#### Lesetext

Im Rhythmus durch Raum und Zeit
Eigentlich ist Markus Binder Drummer und spielt beim österreichischen Minimalisten-Duo „Attwenger“. Aber er ist auch Schriftsteller und hat mit „Teilzeitrevue“ einen Roman voller Momentaufnahmen veröffentlicht.
Ein Paar auf Langstreckenflug, im Zug, im Nachtleben und im Einkaufszentrum. Dieses übersichtliche Handlungsgerüst verwandelt „Attwenger“-Schlagzeuger und Autor Markus Binder mit Dialogen, Beobachtungen und Liedtexten in die schillernde Collage „Teilzeitrevue“ (Verbrecher-Verlag). Im Interview mit der Kulturredaktion erzählt er über dieses Projekt.
Woher stammt die Idee zu „Teilzeitrevue“?
Markus Binder: Ausgangspunkt war eine Mexikoreise im Jahr 2005, wo wir mit unserer Band Attwenger Konzerte in Mexico City, Guadalajara und Puerto Vallarta gespielt haben. Geschichten aus Mexiko und auch dessen historischem und aktuellem Verhältnis zu Europa bilden eine von mehreren Erzählebenen in diesem Buch und tauchen immer wieder auf, von der ersten bis zur letzten Seite. 2005 erschien auch mein erstes Buch, Testsiegerstraße, ein Erzählband mit Kurz- und Kürzestgeschichten. In Weiterführung dieses Werkes war mein Plan, ein Buch zu schreiben, dem ein thematischer Rahmen zugrunde liegt, wenn auch in zahlreiche Einzeltexte gegliedert.
Haben Sie diesen Roman am Stück geschrieben oder immer wieder mit neuen Gedankengängen ergänzt?
Ich habe 2005 an dem Buch zu arbeiten begonnen. Daran geschrieben bis 2011. Dann begonnen, das Textmaterial zu sortieren und arrangieren, Textteile zu streichen und neue hinzuzufügen, bis das Buch eine Form bekam, mit der ich zufrieden war. Dieser Prozess hat, parallel stattfindend zu meinen musikalischen Aktivitäten und auch mit gewissen Pausen, einige Jahre in Anspruch genommen. Aber ich habe ja Zeit.

########
#### Gegebene Daten

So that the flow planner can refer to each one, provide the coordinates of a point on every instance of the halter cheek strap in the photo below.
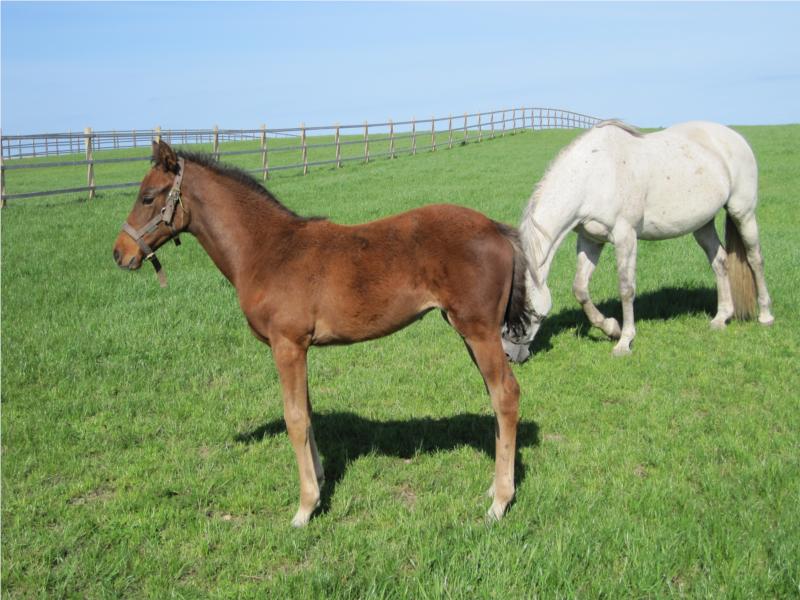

########

• Aufgaben:
a - Fassen Sie das Interview mit Markus Binder in zwei Sätzen zusammen.
b - Setzen Sie das Interview mit Markus Binder im Anschluss an seinen letzten Satz fort.

• Lösungen:
a - Markus Binder, Schlagzeuger des österreichischen Duos Attwenger, hat mit „Teilzeitrevue“ einen Roman veröffentlicht, dessen Ausgangspunkt eine Mexikoreise der Band im Jahr 2005 war und in dem Geschichten aus Mexiko eine von mehreren Erzählebenen bilden. Er schrieb von 2005 bis 2011 daran und sortierte, strich und ergänzte das Material danach einige Jahre lang, bis er mit der Form des Buches zufrieden war.

b -
Sie sind ein scharfer Beobachter, der gerne mit Worten spielt – nimmt ein Buch den Leser dabei besser mit als ein Songtext den Zuhörer?
Ich denke, ein Buch hat den Vorteil, dass diejenigen, die es lesen, ihre eigenen Bilder, Gedanken und im besten Fall sogar den Soundtrack dazu entstehen lassen können. Das finde ich auch das Faszinierende am Medium Buch: Du hast ein mit Buchstaben bedrucktes Bündel Papier in der Hand, das dich im gelungensten Fall dazu animieren kann, die wildesten Filme zu sehen und auf die abgefahrensten Gedanken zu kommen. Formal so simpel, inhaltlich aber mit allerhöchstem Inspirationspotential! Ein Songtext wird durch die Musik schon mal angeschoben bis überhöht. Und wenn das auch noch als Videoclip visualisiert wird, haben andere für dich schon all das erledigt, was du dir beim Buchlesen selbst ausmalen kannst. Wobei: Ich habe zehn Songtexte, die im Buch vorkommen, selbst gesungen und vertont und beim Münchner Label „Trikont“ als digitale EP veröffentlicht. Und für sieben dieser Songs auch Videoclips gemacht, nachzusehen unter: http://markusbinder.space/teilzeitrevuesongs-videos/
Wie wichtig ist der Rhythmus für Ihre spezielle Form der Prosa?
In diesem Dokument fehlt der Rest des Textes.